> [Eingabedaten]:

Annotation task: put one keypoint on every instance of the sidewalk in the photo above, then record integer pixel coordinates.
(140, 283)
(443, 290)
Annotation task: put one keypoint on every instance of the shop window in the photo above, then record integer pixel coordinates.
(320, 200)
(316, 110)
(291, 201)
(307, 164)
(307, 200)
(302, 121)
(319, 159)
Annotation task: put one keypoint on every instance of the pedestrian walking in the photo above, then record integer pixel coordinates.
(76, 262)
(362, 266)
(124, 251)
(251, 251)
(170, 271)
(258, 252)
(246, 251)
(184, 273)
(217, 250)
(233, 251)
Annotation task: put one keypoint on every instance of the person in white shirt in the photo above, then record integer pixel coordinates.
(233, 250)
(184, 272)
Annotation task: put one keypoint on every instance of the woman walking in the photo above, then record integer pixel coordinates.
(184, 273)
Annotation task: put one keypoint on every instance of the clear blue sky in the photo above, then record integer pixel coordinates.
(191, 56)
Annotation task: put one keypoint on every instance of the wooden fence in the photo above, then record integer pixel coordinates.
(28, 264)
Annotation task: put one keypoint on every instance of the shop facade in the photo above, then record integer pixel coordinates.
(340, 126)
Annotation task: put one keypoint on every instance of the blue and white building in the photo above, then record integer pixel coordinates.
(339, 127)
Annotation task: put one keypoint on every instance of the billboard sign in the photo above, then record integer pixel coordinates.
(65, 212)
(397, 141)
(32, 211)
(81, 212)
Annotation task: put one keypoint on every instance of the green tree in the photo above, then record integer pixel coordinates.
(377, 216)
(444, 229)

==

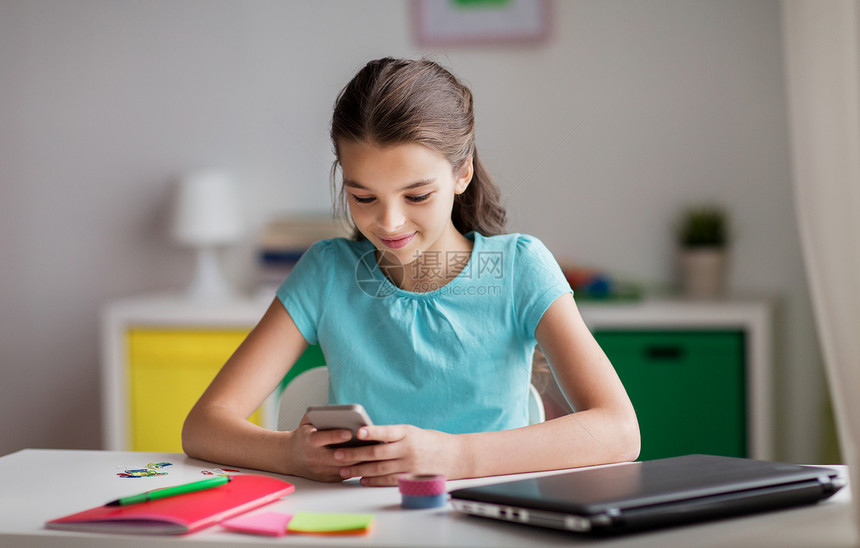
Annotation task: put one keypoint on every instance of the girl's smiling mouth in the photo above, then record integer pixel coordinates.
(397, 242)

> [Ziel der Aufgabe]: Wie viele Zeilen der Auflistung oben enthalten die Zeichenfolge „white“? Antworte nur mit der Zahl.

> [Gelöste Aufgabe]: 2